------ Dataset excerpts ------

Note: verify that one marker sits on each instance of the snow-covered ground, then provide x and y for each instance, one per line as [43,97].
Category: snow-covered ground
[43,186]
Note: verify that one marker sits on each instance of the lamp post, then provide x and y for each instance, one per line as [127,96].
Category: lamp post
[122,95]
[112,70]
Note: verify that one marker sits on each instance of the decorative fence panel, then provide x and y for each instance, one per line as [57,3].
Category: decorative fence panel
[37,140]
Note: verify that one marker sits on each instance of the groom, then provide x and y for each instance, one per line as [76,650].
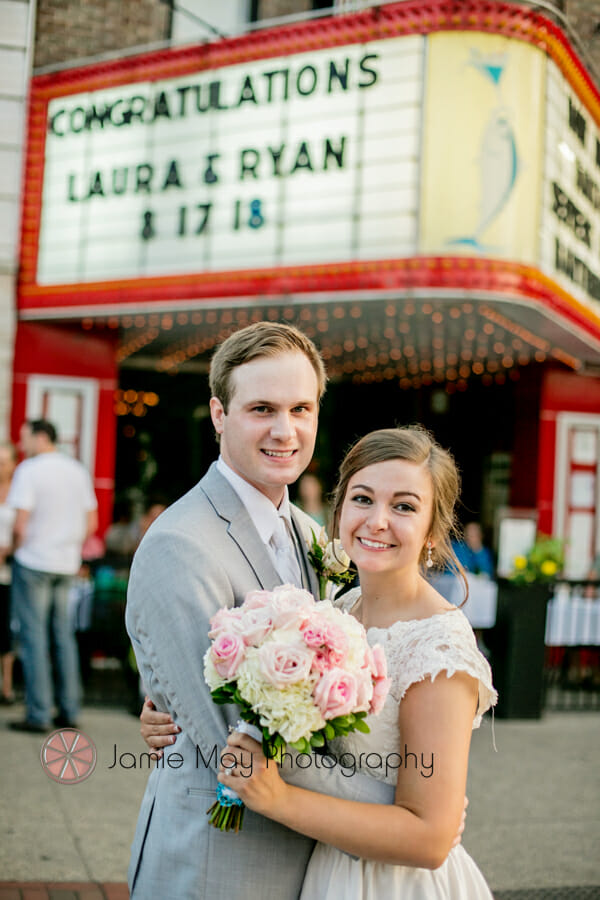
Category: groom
[234,532]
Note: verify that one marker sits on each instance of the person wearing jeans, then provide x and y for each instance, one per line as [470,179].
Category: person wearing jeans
[55,513]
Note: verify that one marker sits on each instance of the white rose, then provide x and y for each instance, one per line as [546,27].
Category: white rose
[335,558]
[292,713]
[211,676]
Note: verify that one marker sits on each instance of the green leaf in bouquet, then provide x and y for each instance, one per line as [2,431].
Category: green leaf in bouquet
[223,694]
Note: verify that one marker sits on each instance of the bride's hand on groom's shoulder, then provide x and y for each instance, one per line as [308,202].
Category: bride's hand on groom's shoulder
[157,729]
[256,779]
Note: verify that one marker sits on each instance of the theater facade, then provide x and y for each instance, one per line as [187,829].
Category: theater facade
[417,186]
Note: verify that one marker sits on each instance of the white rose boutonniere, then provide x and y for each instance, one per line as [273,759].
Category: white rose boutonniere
[330,561]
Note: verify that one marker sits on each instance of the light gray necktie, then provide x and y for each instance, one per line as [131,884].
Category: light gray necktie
[286,561]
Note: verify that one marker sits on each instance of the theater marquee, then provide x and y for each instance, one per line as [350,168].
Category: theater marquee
[305,158]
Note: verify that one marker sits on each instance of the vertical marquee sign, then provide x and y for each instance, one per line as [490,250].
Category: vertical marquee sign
[571,218]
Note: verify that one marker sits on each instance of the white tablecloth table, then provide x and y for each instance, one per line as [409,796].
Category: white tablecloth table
[572,620]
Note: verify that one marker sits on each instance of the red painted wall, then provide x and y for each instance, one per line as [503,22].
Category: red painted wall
[59,350]
[561,392]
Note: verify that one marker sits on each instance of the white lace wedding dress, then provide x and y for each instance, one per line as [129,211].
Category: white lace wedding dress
[443,643]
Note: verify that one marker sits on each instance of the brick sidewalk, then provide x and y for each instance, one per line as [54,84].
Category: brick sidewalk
[69,890]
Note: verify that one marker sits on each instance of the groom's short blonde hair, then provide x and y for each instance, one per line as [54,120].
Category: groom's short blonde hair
[253,342]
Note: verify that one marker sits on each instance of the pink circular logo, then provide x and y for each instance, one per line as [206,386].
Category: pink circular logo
[68,756]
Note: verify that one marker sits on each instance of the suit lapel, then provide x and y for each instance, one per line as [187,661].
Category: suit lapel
[304,539]
[240,528]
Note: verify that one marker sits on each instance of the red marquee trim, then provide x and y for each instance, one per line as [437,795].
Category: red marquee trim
[416,273]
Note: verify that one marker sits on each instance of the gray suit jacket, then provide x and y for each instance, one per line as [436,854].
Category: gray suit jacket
[203,553]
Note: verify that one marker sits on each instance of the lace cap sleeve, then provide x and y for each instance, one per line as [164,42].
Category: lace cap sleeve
[443,643]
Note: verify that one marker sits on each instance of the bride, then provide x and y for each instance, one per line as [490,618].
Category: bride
[394,510]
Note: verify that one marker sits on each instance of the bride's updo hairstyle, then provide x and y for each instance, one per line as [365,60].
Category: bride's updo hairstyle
[414,444]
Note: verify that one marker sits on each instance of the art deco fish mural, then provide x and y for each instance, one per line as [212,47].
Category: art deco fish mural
[498,159]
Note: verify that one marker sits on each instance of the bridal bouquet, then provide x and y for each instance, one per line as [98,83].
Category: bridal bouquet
[300,671]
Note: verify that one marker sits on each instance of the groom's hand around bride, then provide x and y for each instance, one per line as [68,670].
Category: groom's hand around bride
[256,779]
[157,729]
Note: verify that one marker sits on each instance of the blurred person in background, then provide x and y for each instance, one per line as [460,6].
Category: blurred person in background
[471,552]
[310,498]
[8,461]
[56,511]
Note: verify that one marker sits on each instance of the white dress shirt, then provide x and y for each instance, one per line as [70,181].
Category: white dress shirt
[267,519]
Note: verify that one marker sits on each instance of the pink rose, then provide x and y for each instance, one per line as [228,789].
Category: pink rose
[330,642]
[227,652]
[291,605]
[314,633]
[225,619]
[337,642]
[321,661]
[256,600]
[336,693]
[256,623]
[380,691]
[284,664]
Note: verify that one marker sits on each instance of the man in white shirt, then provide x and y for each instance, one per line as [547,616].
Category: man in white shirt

------

• _Problem to solve_: Quote all the records verbatim, dropping any pictures from your copy.

• _Reply to the exercise_:
Note: verify that one marker sits on each instance of the snow-covered ground, then provide x and y for each instance, one per line as [43,97].
Category: snow-covered ground
[43,186]
Note: verify that one marker sits on each instance of the lamp post, then provide x and y for each instance, one per line as [127,96].
Category: lamp post
[122,95]
[112,70]
Note: verify that one marker sits on each instance of the decorative fence panel, then provide x and y for each instance, one per line as [57,3].
Category: decorative fence panel
[37,140]
Note: verify that one marker sits on each instance of the groom, then provide x and y for each instance, one per line as [76,650].
Category: groom
[234,532]
Note: verify that one marker sits on each instance of the person wearing jeans, then provide x and y for each instance, one per line as [470,179].
Category: person wearing jeans
[55,513]
Note: verify that one marker sits on each instance of the white rose, then provide x and y for each instance, one per line as [546,27].
Category: white rose
[335,558]
[292,713]
[211,676]
Note: verify that one marker sits on each instance of the green leaf in bouquet, then provide x and y for each instance, one per line as [2,431].
Category: green leaf in bouquet
[223,694]
Note: verify that one marker sits on each instance of the bride's hand on groom's shoulder, then provide x and y for each instance, one per line as [308,202].
Category: bride's hand on groom's shoulder
[157,729]
[256,779]
Note: verify that one marker sits on each instance of the theater facade, then provide x and y for each instance, one per line as [187,829].
Category: theater facade
[417,186]
Note: verify that one marker sits on each instance of the white rose boutonniere, then provide x and y for each instance, one per line as [273,759].
Category: white rose boutonniere
[330,561]
Note: verify that one marker sits on each instance of the light gray necktie, then provide x and y for each instance, one per line as [131,884].
Category: light gray necktie
[286,561]
Note: verify that one marker sits on each instance of the theater marquee, then provide x and y for each instance, one per line as [350,168].
Category: theater marquee
[305,158]
Note: verify that one marker sits on each instance of the vertical marquee sign, then provide x and y for each instance, one per line as [490,250].
Category: vertical marquee sign
[571,218]
Note: verify that one marker sits on each instance of the white tablecloth table, then provide x and y for each instance, one per line as [409,796].
Category: white tablecloth table
[572,620]
Note: verify that one marker sits on each instance of the red painted wall, then provide x and y for each instance, one per line as [503,22].
Category: red painted wall
[59,350]
[561,392]
Note: verify that one marker sits on each instance of the white lace wedding dress, then provide x and y for each instance, one per line as [129,211].
Category: white lace wedding dress
[443,643]
Note: verify that one marker sits on each instance of the brick sidewalk, then provide x and y for each instance, one per line as [54,84].
Category: brick sidewalk
[69,890]
Note: verify that one marker sits on each instance of the groom's short blonde hair, then provide x and y for each instance, one per line as [54,120].
Category: groom's short blonde hair
[253,342]
Note: verify that one marker sits on each instance of the pink circular logo, then provide x and y for each instance, one per line as [206,386].
Category: pink circular logo
[68,756]
Note: verify that one marker sits on each instance of the suit lapel, then provide x and y for each instance, one per line as [187,661].
Category: suit lapel
[304,539]
[240,528]
Note: verify that one marker sits on each instance of the red marquee trim, then provide x and y for each instance, one per line as [437,795].
Category: red marquee trim
[416,273]
Note: verify that one marker sits on each instance of the gray suit jacket, then provide x and y for each instance, one per line as [436,854].
Category: gray suit jacket
[203,553]
Note: verify that one marker sits on each instance of the lace cap sleeve, then provide x and y for each instance, one per line as [164,42].
Category: lace cap sleeve
[443,643]
Note: verify that one marker sits on each instance of the bride, then provide x and y for each instance, one per line as [490,618].
Category: bride
[394,510]
Note: verify that one marker sits on each instance of the bride's updo hairstyle, then provide x and y for each instance, one per line as [365,60].
Category: bride's updo hairstyle
[414,444]
Note: verify that one marker sits on each instance of the art deco fish mural, then provide x and y for each instance, one per line as [212,47].
Category: art deco fish mural
[498,159]
Note: verify that one marker sits on each instance of the bridal bouquet, then provide x and y for each instance, one per line as [98,83].
Category: bridal bouquet
[300,671]
Note: verify that one marker sits on each instance of the groom's hand around bride, then provide x and y for each instance, one per line as [68,670].
Category: groom's hand around bride
[256,779]
[157,729]
Note: verify that one marker sits on each instance of the blurred person in background, then provide x and y for each instance, one per line as [460,6].
Category: blurred person in background
[471,552]
[310,498]
[8,461]
[56,511]
Note: verify that one marker sits on each instance of the white dress shirt, then provide x and y for each instance, one per line as [70,181].
Category: white dress shirt
[267,519]
Note: verify that one marker sits on each instance of the pink rose, then provide x and y for each instance, one per line as [228,789].
Category: pink rose
[330,642]
[227,652]
[291,605]
[314,633]
[225,619]
[337,642]
[321,661]
[256,600]
[336,693]
[256,623]
[380,691]
[284,664]
Note: verify that one marker sits on each instance of the man in white shirt, then provide x and y for each instance, one per line as [547,616].
Category: man in white shirt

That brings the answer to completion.